## Raw data

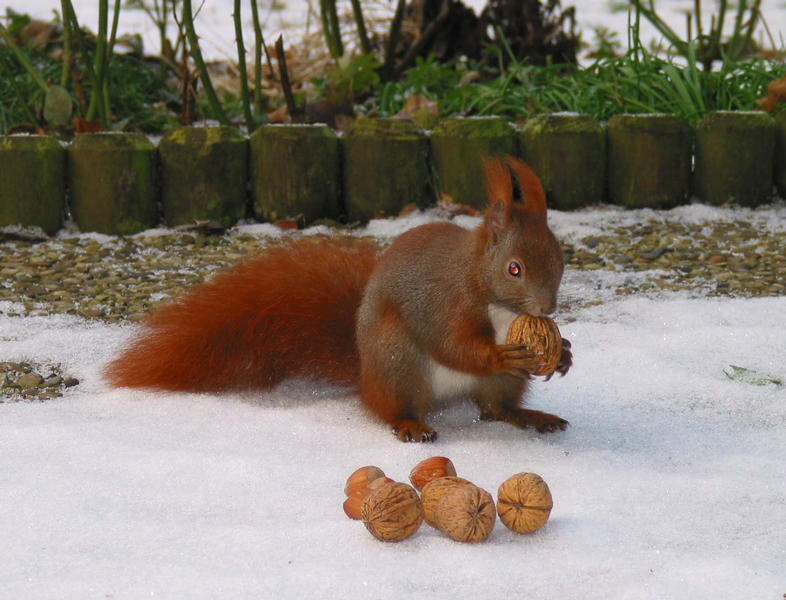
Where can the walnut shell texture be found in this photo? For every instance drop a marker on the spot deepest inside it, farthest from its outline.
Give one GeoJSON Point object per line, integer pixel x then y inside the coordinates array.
{"type": "Point", "coordinates": [393, 512]}
{"type": "Point", "coordinates": [466, 514]}
{"type": "Point", "coordinates": [433, 491]}
{"type": "Point", "coordinates": [541, 335]}
{"type": "Point", "coordinates": [524, 502]}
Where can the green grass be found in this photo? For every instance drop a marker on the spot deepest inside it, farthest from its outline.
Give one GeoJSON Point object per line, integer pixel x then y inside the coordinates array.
{"type": "Point", "coordinates": [137, 94]}
{"type": "Point", "coordinates": [637, 82]}
{"type": "Point", "coordinates": [634, 83]}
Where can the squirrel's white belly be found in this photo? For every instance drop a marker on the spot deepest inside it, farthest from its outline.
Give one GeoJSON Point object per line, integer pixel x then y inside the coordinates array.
{"type": "Point", "coordinates": [447, 382]}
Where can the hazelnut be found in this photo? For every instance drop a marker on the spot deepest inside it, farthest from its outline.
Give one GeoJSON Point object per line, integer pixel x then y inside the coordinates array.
{"type": "Point", "coordinates": [434, 490]}
{"type": "Point", "coordinates": [541, 335]}
{"type": "Point", "coordinates": [430, 469]}
{"type": "Point", "coordinates": [524, 502]}
{"type": "Point", "coordinates": [466, 514]}
{"type": "Point", "coordinates": [361, 478]}
{"type": "Point", "coordinates": [392, 512]}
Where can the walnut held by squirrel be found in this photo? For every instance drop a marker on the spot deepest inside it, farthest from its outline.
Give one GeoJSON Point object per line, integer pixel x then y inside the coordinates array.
{"type": "Point", "coordinates": [425, 319]}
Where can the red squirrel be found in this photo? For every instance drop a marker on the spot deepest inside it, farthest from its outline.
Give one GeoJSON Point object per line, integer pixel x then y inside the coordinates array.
{"type": "Point", "coordinates": [425, 319]}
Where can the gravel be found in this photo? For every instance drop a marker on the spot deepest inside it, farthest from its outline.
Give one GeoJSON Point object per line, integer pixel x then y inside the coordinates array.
{"type": "Point", "coordinates": [120, 279]}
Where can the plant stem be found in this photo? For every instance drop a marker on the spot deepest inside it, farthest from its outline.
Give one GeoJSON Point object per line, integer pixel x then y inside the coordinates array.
{"type": "Point", "coordinates": [259, 41]}
{"type": "Point", "coordinates": [330, 27]}
{"type": "Point", "coordinates": [241, 63]}
{"type": "Point", "coordinates": [66, 45]}
{"type": "Point", "coordinates": [390, 51]}
{"type": "Point", "coordinates": [96, 100]}
{"type": "Point", "coordinates": [196, 53]}
{"type": "Point", "coordinates": [365, 44]}
{"type": "Point", "coordinates": [23, 59]}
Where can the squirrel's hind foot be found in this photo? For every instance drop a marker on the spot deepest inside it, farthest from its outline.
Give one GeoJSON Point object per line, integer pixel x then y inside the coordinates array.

## Written exercise
Set out all of the entries above as a numbered list, one line per item, with blank lines omitted and the pictures left out.

## Problem solution
1. Where can the walnut shell texture be found in this photo? For every instance drop a marker on the spot deepest inside it, farthest from its outline.
2. Give one GeoJSON Point object per line, integer pixel x then y inside the coordinates array.
3. {"type": "Point", "coordinates": [393, 512]}
4. {"type": "Point", "coordinates": [466, 514]}
5. {"type": "Point", "coordinates": [433, 491]}
6. {"type": "Point", "coordinates": [541, 335]}
7. {"type": "Point", "coordinates": [524, 502]}
8. Where can the green grass be found in this photo? For every instance drop a marker on the spot deepest inside it, farthest from its outline.
9. Give one GeoJSON Point object per line, integer pixel x then y inside the coordinates array.
10. {"type": "Point", "coordinates": [137, 94]}
11. {"type": "Point", "coordinates": [637, 82]}
12. {"type": "Point", "coordinates": [634, 83]}
13. Where can the squirrel's white belly be found in this photo? For every instance drop a marker on the spot deepest inside it, farthest from its outline.
14. Give one GeoJSON Point object per line, integer pixel x then y inside the coordinates array.
15. {"type": "Point", "coordinates": [447, 382]}
16. Where can the hazelnut be found in this photo? For every instance drop a marker on the spot deepest inside it, farthest from its outline.
17. Give one GeoJSON Point object per line, integer pixel x then y inside the coordinates array.
18. {"type": "Point", "coordinates": [434, 490]}
19. {"type": "Point", "coordinates": [541, 335]}
20. {"type": "Point", "coordinates": [430, 469]}
21. {"type": "Point", "coordinates": [524, 502]}
22. {"type": "Point", "coordinates": [466, 514]}
23. {"type": "Point", "coordinates": [361, 478]}
24. {"type": "Point", "coordinates": [392, 512]}
25. Where can the walnut held by squirrel be found in this photo? For every instance drop a marker on the spot deepest inside it, farthest from its outline.
26. Give one GeoJSON Point object per line, integer pixel x then y inside the coordinates array.
27. {"type": "Point", "coordinates": [425, 319]}
28. Where can the red squirrel be found in this photo? For every instance drop a marker on the spot deepest inside it, farthest from its outline.
29. Give one GeoJSON Point object per line, integer pixel x then y inside the coordinates array.
30. {"type": "Point", "coordinates": [425, 319]}
31. Where can the gravel be found in this photo? For every instance drop a marker on the spot deepest inside it, farthest from its outline.
32. Give one GeoJSON Point object per line, integer pixel x then y inside the coordinates array.
33. {"type": "Point", "coordinates": [120, 279]}
34. Where can the plant stem be found in this photo? For every instance drop a marker on the spot deepest inside it, farthest from its outline.
35. Give one GeoJSON Point object per line, integer pixel x then y inside the coordinates array.
36. {"type": "Point", "coordinates": [259, 41]}
37. {"type": "Point", "coordinates": [330, 27]}
38. {"type": "Point", "coordinates": [241, 63]}
39. {"type": "Point", "coordinates": [66, 45]}
40. {"type": "Point", "coordinates": [390, 51]}
41. {"type": "Point", "coordinates": [96, 100]}
42. {"type": "Point", "coordinates": [196, 53]}
43. {"type": "Point", "coordinates": [365, 44]}
44. {"type": "Point", "coordinates": [23, 59]}
45. Where can the squirrel's hind foot be found in this photo? For every instance drop a marker on the spot deepest inside it, farthest from its outline.
46. Give one GeoJSON Point object per line, integer pixel x then y inside the coordinates array.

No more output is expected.